# ВОПРОСЫ К ТЕКСТУ
a – Ответьте на вопросы по отрывку о Гертруде Стайн:
(i) Какого числа Лео отправил сестре письмо?
(ii) В конце какого года обучения Гертруда не получила проходной оценки?
(iii) Кто предложил ей проект, который обеспечил бы получение диплома?
b – Почему, согласно отрывку, Гертруда поблагодарила профессора за неудовлетворительную оценку? Ответьте в одном–трех предложениях.

# ОТРЫВОК ДЛЯ ЧТЕНИЯ
По интеллекту Гертруда, несомненно, была выше всех в классе, но ничего не умела делать своими руками[3], была неопрятной в работе; раздражало, с каким высокомерием она демонстрировала свое умственное превосходство.

Озабоченный Лео, до которого дошли слухи о проблемах сестры, попытался сыграть на ее самолюбии. В письме от 3-го февраля 1901 года он писал: «Будет крайне печально, если единственный человек в семье, который достиг уровня, позволяющего получить образование на все случаи жизни, повернет вспять. Я полагаю, ты так не поступишь, особенно, если учесть отсутствие альтернативы».

В конце 4-го года обучения (1901 год) Гертруда не получила проходной оценки по одному из незначительных курсов. Руководству факультета не оставалось ничего другого, как отказать нерадивой студентке в дипломе. Ей, правда, предоставили шанс заниматься летом и сдать незачтенные предметы. Долго Гертруда не размышляла: на медицине, как и на работе врача, она поставила крест. И даже поблагодарила одного профессора за неудовлетворительную оценку ее знаний по своему предмету. Именно он невольно предотвратил сдачу остальных экзаменов и тем самым вовремя спас от необходимости заниматься всю жизнь деятельностью, абсолютно ей неинтересной и скучной.

Одна из женщин, финансовых доноров, была в ярости: она посчитала, что Гертруда не только потратила выделенные на учебу деньги впустую, но, не выдержав тяжести учебы, опозорила женский род. Мариан Вокер, близкая подруга еще по Радклиффу, увещевала ее: «Гертруда, Гертруда, помни о борьбе за права женщин». «А ты знаешь, что такое скука» — с вызовом ответила Гертруда.

Гертруда нашла поддержку у другого профессора, невропатолога Левлиса Баркера, предложившего ей проект, который обеспечил бы получение диплома. Предложенный проект она хоть и выполнила, но неудачно, и статью с итогами исследований не рекомендовали к публикации. Стайн, по-видимому, уже задумала побег из Балтимора осенью последнего года, когда вернулась из Европы от находившегося там Лео.

Объяснение, данное самой Гертрудой в Автобиографии, можно принять лишь частично:

С приближением выпускных экзаменов некоторые преподаватели начали на нее злиться. Светила вроде Холстеда Ослера и иже с ними, наслышанные о ее склонности к самостоятельному научному мышлению, свели экзамены по медицинским дисциплинам к чистой формальности и ставили ей проходные баллы. Гертруда Стайн постоянно смеялась, и проблем от этого меньше не становилось. Ей задавали вопросы, хотя, как она говорила друзьям, с их стороны было глупо спрашивать именно ее, когда кругом столько желающих дать правильный ответ. И все-таки время от времени ей задавали вопросы и по ее собственным словам, что тут поделаешь, ответов она не знала, а они не верили, что она не знает, им казалось, что она не отвечает потому, что не считает преподавателей достойными ее ответов. Положение было безнадежное, по ее словам, извиняться и объяснять им, что ей настолько все это надоело, что она не в состоянии запомнить элементарнейших вещей, которых даже самый тупой студент не может не знать, было никак невозможно. Один преподаватель сказал, пускай все светила науки ей потворствуют, он считает, что ей необходимо преподать урок, и не поставил ей проходного балла, и она не смогла получить степень.

# ИСХОДНЫЕ МАТЕРИАЛЫ
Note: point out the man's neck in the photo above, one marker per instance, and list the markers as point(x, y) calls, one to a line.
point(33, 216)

# ОТВЕТЫ ПО ЗАДАНИЯМ
a –
(i) 3 февраля 1901 года.
(ii) В конце 4-го года обучения (1901 год).
(iii) Невропатолог Левлис Баркер.

b – Этот профессор невольно помешал ей сдать остальные экзамены. Тем самым он вовремя избавил ее от необходимости всю жизнь заниматься делом, которое было ей совершенно неинтересно и скучно.